Requirement
Pull out each line in the data below that contains the string "ride". Letter case matters.

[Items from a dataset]
****

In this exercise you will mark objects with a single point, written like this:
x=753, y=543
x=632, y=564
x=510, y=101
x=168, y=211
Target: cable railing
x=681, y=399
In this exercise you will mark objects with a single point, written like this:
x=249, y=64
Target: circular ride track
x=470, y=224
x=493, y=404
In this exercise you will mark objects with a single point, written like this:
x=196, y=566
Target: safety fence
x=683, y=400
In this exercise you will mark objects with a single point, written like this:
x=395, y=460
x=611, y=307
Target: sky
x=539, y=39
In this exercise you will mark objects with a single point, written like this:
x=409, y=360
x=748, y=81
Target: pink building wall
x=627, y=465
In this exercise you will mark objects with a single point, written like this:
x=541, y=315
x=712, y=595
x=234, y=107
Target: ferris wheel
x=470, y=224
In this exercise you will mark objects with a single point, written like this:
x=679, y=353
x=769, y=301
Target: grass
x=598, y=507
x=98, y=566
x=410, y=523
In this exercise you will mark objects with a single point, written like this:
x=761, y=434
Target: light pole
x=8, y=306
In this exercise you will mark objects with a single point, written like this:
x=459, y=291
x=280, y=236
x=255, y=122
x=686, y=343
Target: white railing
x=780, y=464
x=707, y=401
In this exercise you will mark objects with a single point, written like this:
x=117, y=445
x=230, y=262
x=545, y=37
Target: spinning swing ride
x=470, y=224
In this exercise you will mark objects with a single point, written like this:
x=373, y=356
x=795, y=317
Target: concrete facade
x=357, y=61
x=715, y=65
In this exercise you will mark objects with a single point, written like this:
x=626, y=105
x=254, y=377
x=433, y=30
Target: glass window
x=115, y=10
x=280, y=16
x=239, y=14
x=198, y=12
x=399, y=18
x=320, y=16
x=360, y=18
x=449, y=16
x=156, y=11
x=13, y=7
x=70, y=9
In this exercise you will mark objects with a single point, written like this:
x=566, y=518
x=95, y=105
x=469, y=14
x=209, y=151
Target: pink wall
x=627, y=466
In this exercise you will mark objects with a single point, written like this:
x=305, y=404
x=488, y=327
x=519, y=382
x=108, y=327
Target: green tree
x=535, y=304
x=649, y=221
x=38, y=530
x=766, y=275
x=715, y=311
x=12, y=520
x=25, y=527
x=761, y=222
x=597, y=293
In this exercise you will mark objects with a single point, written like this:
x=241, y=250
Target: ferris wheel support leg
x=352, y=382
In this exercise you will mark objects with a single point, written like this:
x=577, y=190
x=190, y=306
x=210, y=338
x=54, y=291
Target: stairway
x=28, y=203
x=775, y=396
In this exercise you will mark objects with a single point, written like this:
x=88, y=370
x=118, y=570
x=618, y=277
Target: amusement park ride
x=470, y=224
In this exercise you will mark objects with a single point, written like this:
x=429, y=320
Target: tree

****

Output of the task
Target: circular ride track
Target: spinning swing ride
Target: amusement park ride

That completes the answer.